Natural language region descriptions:
++++++++++

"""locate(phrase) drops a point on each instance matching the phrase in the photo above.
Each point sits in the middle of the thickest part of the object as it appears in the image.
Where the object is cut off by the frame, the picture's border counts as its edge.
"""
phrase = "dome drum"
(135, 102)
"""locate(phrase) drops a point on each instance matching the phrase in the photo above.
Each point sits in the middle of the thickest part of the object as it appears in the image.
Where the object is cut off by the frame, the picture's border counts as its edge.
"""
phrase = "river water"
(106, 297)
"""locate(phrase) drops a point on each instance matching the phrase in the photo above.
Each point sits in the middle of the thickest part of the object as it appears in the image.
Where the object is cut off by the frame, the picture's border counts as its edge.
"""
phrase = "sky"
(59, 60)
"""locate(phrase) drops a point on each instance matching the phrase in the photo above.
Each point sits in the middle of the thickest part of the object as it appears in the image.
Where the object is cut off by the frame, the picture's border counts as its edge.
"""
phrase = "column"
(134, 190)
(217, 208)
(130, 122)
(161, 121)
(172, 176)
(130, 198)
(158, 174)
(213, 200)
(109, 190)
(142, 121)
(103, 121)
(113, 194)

++++++++++

Exercise description »
Exactly as written, output all of the entries.

Solution for this exercise »
"""locate(phrase) drops a point on each instance matching the phrase in the photo above.
Each point sits in the middle of the thickest part of the object as it appears in the image.
Where the object is cut off by the frame, the picture's border counts as its edge.
"""
phrase = "dome drum"
(135, 102)
"""locate(phrase) drops a point on each instance matching the phrase in the photo above.
Each point sits in the middle of the thickest part of the object as it appears in the image.
Where the object is cut off by the frame, the picture's border counts as its edge.
"""
phrase = "river water"
(106, 297)
"""locate(phrase) drops a point on each instance matching the phrase in the photo above.
Each point sits in the middle of the thickest part of the object as it appears in the image.
Where the object is cut off by the frame, the picture's border counts as its edge.
"""
phrase = "sky"
(59, 60)
"""locate(phrase) drops a point on each instance matching the phrase in the photo above.
Each point sits in the middle of the thickest part of the object as it appears in the image.
Where the object is cut off by the frame, the picture's border counts as its edge.
"""
phrase = "column"
(134, 190)
(217, 208)
(130, 122)
(161, 121)
(172, 176)
(130, 198)
(158, 174)
(213, 200)
(109, 190)
(142, 121)
(103, 121)
(113, 194)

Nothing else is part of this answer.